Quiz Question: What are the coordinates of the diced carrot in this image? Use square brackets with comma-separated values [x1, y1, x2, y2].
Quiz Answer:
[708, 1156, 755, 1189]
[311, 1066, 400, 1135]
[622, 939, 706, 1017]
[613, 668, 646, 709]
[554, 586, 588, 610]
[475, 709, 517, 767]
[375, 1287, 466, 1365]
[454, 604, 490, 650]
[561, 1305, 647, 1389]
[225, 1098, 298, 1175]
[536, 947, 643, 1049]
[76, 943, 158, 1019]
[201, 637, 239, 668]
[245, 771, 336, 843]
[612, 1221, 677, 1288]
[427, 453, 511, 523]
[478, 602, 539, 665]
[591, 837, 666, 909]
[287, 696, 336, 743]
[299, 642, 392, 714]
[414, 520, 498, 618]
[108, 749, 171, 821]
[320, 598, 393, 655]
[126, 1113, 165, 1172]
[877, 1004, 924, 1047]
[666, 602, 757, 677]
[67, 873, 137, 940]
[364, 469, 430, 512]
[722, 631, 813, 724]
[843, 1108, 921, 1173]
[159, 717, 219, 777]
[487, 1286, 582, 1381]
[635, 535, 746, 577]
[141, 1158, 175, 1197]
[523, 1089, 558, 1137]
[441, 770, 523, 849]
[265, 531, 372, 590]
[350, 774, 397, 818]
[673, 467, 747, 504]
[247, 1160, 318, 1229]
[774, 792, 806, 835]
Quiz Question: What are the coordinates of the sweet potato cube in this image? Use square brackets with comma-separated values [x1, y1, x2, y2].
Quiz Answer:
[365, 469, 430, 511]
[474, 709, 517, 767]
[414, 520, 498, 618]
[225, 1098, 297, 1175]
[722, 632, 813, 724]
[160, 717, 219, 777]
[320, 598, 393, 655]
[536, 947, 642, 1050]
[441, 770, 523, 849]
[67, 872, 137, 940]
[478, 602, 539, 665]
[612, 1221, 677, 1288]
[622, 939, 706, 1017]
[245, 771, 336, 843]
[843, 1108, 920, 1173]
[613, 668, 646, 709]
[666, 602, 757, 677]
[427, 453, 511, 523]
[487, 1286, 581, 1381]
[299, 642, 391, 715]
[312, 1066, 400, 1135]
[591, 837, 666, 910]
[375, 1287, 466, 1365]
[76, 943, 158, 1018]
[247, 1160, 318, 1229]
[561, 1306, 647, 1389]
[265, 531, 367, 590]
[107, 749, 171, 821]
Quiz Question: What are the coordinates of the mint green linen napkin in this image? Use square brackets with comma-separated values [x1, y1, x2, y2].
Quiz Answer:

» Task statement: Report, using only a number, how many lines above hold the word "separated".

» Task solution: 3